*Fuente*

* * * * * * * * *

Bernardo Gonzalez Solano
En 26 días se inaugurarán los XXII Juegos Olímpicos de Invierno (JOI) en Sochi, famoso balneario ruso desde el tiempo de “Papá” José Stalin, situada a orillas del Mar Negro. Previstos del martes 7 al jueves 23 de febrero y seguidos del viernes 7 al domingo 16 de marzo por los Juegos Paralímpicos, reunirán aproximadamente 6,000 atletas que competirán en siete deportes: ski, trineo, patinaje, bobsleigh (o bob, deporte que junto al luge y el skeleton representan distintas modalidades de descenso en trineo), hockey sobre hielo, biatlón y curling. En principio, los JOI son únicamente un evento deportivo.
Pero, en esta ocasión –como en otros casos–, son una alta apuesta política que se enfrenta con la brutalidad del terrorismo caucásico capaz de cometer cualquier ataque que empañe o logre suspender tan publicitado evento deportivo.
Los JOI de Sochi representan, antes que nada, la voluntad de un personaje: el presidente de la Federación Rusa, Vladimir Vladimirovich Putin (San Petesburgo, 7 de octubre de 1952), ex miembro y teniente coronel del KGB y exdirector del Servicio Federal de Seguridad (FSB) antes de asumir la presidencia rusa, que desplegó toda su energía desde que se depositó la petición de Moscú para celebrar los JOI en 2005. Para el jefe del Kremlin, Sochi 2014 es el “más grande evento de la historia postsoviética”, es decir después de la caída de la Unión de República Soviéticas Socialistas (URSS), en 1991. De tal suerte, Putin ha enfilado al país en una ofensiva de gran amplitud para organizar eventos deportivos internacionales, entre los campeonatos mundiales de atletismo –que tuvieron lugar en Moscú en agosto de 2013– y la apoteosis del Mundial de Fútbol en 2018. Rusia no estaba en primera línea mundial desde los Juegos Olímpicos de Moscú en 1980, boicoteados por Estados Unidos de América y una cincuentena de países occidentales debido a la intervención soviética en Afganistán.

* * * * * * * * *

*Datos proporcionados*
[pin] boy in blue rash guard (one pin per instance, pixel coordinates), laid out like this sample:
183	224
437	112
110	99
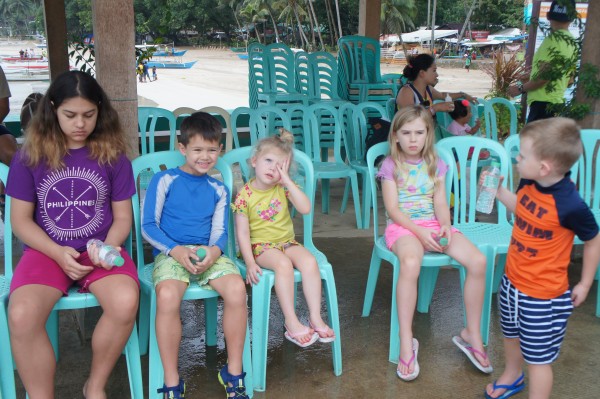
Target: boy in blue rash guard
185	209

* * * * * * * * *

*Consigna*
Prosigue el texto sobre los Juegos Olímpicos de Invierno de Sochi justo después de su última oración.

*Respuesta*
El empeño de Putin para que Rusia desempeñe un primer papel en el escenario global se enfrenta a dos impedimentos: la elevación de costos y la corrupción, mal endémico ruso. La edición Sochi 2014 ya entró en la historia como la más onerosa de los JO de invierno y de otoño. Su costo sobrepasa los 36,000 millones de euros y algunos afirman que superará 50,000 millones de dólares, casi tres veces más que las Olimpiadas de Londres; por el momento, cinco veces más del presupuesto inicialmente anunciado. A título de comparación, la inversión global de los JOI de Vancouver, en 2010, fue de 1,400 millones de euros. El récord lo marcó, en 2008, Pekín en las Olimpiadas: 26,000 millones de euros.
Dos miembros del partido de oposición Solidarnost, Boris Nemtsov, ex primer ministro de Boris Yeltsin, originario de Sochi, y Leonid Martynyunk, denunciaron, en un informe hecho público en mayo último, la “gran estafa” que eran estos juegos, acusando a Vladimir Putin y a los empresarios de su círculo más cercano de haber malversado 20,000 millones de euros. “Los Juegos Olímpicos son un proyecto personal para Putin, y es claro que los que robaron el dinero son los más próximos del mismo Putin”, escribieron ambos denunciantes, afirmando que la concesión de la mayoría de los contratos se hicieron sin licitación. Entre los personajes sospechosos de haberse enriquecido figura el multimillonario Arkadi Rotenberg, amigo de la infancia de Putin, cuya sociedad de ingeniería civil, Mostorest, recibió los principales contratos de equipamiento. Estas acusaciones fueron precedidas en febrero del año pasado de una crisis en el seno del comité olímpico ruso, su vicepresidente, Akhmed Bilalov, fue destituido después de ser humillado por Vladimir Putin. Ahora es objeto de una investigación criminal por “gastos infundados”. Se refugió en Alemania y afirmó que trataron de envenenarlo con mercurio.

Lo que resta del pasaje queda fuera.